◆ Vorliegender Text:
Titel: Aufbruch
Autorin: Ulla Hahn
Verlag: DVA
Erschienen: September 2009
Seitenzahl: 592
ISBN-10: 3421042632
ISBN-13: 978-3421042637
Preis: 24.95 EUR
Mit dem Buch „Aufbruch“ erzählt Ulla Hahn die mit „Das verborgene Wort“ begonnene Geschichte weiter. Es geht um Hildegard Palm, die im Januar 1963 in das laufende Schuljahr des Aufbaugymnasiums aufgenommen wird und die ihre ungeliebte Lehre zum Industriekaufmann abbrechen kann. Mit Feuereifer stürzt sich Hildegard in das Schulleben. Die wissbegierige junge Frau will endlich raus der Enge ihres bisherigen Lebens, die Werte und Ansichten ihrer Eltern sind schon lange nicht mehr die ihrigen. Sie sieht, dass die einfachen Antworten der Eltern auf die komplizierten Fragen der Zeit ganz einfach nicht mehr passen. Nach wie vor lebt Hildegard in der Welt der Bücher, sie ist fasziniert von der Macht des Wortes. Lesen ist für sie mehr als ein technischer Vorgang.
Hildegard schafft das Abitur und nimmt anschließend das Studium der Germanistik an der Universität Köln auf. Auch dort muss sie sich erst wieder in eine für sie völlig neue Welt eintauchen und dort zurechtfinden.

◆ Arbeitsanweisung: Schreibe alles von „Hildegard schafft das“ bis „und dort zurechtfinden.“ aus dem Text über „Aufbruch“ ab und ersetze dabei „Köln“ durch „Bonn“. Die Auflistung spielt hierfür keine Rolle.

◆ Erfasste Daten:
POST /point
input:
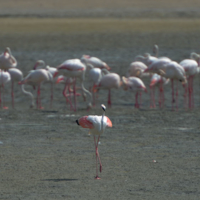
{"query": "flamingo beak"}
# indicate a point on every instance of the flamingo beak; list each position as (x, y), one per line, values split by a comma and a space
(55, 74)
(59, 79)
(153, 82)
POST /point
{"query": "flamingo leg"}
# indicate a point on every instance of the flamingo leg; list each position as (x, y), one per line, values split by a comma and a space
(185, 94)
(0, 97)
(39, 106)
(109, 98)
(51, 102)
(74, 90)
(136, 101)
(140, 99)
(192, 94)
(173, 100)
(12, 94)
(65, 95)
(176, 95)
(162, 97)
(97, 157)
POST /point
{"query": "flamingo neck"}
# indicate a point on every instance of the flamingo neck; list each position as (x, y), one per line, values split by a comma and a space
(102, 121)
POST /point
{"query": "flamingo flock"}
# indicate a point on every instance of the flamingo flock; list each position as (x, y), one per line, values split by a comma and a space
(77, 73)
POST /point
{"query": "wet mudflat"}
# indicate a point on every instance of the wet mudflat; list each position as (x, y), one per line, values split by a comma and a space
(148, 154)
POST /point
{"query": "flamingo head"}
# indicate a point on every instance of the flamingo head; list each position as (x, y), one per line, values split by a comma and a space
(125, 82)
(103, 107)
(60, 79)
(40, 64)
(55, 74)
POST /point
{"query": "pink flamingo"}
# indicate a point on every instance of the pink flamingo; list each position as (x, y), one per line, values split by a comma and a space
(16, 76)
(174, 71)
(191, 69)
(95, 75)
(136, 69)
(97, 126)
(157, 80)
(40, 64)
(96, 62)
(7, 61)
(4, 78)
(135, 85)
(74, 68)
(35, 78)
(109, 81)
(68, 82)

--

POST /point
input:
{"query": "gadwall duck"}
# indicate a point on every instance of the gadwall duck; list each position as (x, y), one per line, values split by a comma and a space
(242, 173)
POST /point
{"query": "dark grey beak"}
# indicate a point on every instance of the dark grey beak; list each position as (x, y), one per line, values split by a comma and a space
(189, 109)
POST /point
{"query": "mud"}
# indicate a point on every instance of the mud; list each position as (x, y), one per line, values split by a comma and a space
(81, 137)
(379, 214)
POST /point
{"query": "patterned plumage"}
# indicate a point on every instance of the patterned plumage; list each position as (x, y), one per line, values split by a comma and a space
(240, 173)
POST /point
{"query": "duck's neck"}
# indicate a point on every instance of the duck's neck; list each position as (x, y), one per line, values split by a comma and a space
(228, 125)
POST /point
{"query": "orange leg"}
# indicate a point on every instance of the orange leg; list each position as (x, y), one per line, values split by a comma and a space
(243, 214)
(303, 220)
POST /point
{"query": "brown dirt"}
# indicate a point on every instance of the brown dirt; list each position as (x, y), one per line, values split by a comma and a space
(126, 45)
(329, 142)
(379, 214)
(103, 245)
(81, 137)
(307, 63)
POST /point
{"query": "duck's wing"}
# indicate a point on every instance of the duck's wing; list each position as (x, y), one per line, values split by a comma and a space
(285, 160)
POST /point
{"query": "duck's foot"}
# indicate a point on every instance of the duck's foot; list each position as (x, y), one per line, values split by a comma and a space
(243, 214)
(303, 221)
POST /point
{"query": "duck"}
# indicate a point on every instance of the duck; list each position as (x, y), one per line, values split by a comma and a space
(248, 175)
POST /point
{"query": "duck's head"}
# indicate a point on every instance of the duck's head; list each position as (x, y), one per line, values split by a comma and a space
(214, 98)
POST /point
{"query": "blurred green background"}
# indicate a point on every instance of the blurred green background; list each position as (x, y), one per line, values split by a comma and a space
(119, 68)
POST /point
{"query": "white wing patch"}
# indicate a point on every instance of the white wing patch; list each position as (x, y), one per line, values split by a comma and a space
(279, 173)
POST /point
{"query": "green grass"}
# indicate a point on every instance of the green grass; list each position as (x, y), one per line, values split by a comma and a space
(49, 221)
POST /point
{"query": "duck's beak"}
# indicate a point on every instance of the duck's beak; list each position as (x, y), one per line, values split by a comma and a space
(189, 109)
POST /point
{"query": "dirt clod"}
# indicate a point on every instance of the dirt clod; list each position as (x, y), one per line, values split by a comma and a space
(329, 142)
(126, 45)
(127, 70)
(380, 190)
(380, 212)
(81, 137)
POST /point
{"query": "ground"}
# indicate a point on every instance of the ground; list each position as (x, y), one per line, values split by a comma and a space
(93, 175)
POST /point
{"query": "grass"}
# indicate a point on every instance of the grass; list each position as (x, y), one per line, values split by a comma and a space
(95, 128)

---

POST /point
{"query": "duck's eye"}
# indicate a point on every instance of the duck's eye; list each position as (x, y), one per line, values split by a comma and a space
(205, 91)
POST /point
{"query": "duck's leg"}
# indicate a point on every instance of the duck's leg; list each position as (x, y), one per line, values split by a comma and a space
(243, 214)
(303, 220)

◆ Lösung:
Hildegard schafft das Abitur und nimmt anschließend das Studium der Germanistik an der Universität Bonn auf. Auch dort muss sie sich erst wieder in eine für sie völlig neue Welt eintauchen und dort zurechtfinden.